──────── Task input ────────
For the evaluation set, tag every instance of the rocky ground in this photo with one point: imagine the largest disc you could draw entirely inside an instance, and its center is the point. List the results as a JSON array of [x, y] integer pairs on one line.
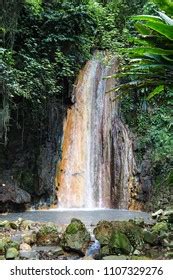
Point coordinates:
[[133, 239]]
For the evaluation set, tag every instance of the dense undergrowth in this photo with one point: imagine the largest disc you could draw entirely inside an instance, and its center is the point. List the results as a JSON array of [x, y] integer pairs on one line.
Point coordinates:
[[147, 91]]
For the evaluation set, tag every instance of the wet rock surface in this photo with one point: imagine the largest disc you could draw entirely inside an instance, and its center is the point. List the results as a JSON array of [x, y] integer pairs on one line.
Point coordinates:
[[13, 197], [118, 240]]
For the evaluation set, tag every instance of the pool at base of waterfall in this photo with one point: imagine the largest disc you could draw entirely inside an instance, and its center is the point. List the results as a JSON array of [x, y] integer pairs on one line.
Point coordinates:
[[87, 216]]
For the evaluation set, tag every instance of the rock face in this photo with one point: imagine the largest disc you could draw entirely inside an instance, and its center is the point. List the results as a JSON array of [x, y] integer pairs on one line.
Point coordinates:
[[12, 197], [76, 237], [29, 159], [97, 165]]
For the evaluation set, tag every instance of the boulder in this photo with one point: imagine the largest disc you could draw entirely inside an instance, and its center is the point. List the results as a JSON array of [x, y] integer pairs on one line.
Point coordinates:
────────
• **Work instructions**
Render every line of the records above as a JSON list of strings, one string per line, omitting blank lines. Exclude the pictures from this list.

• **Written solution**
[
  "For the evaluation set, tag every instance of the rocky ground in this photo with one point: imagine the largest disc you could draw entirely inside an instance, and its center is the point. List the results as a JSON array of [x, y] integer pairs on one line.",
  "Point coordinates:",
  "[[133, 239]]",
  "For the evaluation set, tag every instance of the dense undergrowth in this photo with one point: imagine the largest disc you could draw entirely inside an instance, and its center is the point. List the results as a JSON array of [x, y] integer pairs on one line.",
  "Point coordinates:",
  "[[147, 91]]",
  "For the evaluation set, tag every instance of the wet rock surface in this photo with one point: imagine the largest disc you could draw entirely inside an instance, and its center is the point. List the results as a JSON array of [x, y] integer pairs on one line.",
  "Point coordinates:",
  "[[13, 197], [118, 240]]",
  "For the evaluation set, tag every instance of the pool at base of waterfall in this photo with one point: imagine the largest disc you could draw entirely inside an instance, and its center is the point. List the results as a JSON array of [x, y] integer pairs on one line.",
  "Point coordinates:",
  "[[87, 216]]",
  "For the evaluation set, tag every instance of the rock face in this photo with one point: imagine the largest disc you could draw entirely inside an instance, and its center is the point. List the results as a JSON array of [x, y] integer pairs on one line.",
  "Point coordinates:",
  "[[12, 197], [76, 237], [29, 159], [97, 165]]",
  "For the evaluation set, tag every instance of the boulder in this photo with one point: imagine the largest disc you could draw entirely inside an instance, and its center is the point. List the results as a JSON array of [x, y] integer pairs on one line.",
  "Point coordinates:"
]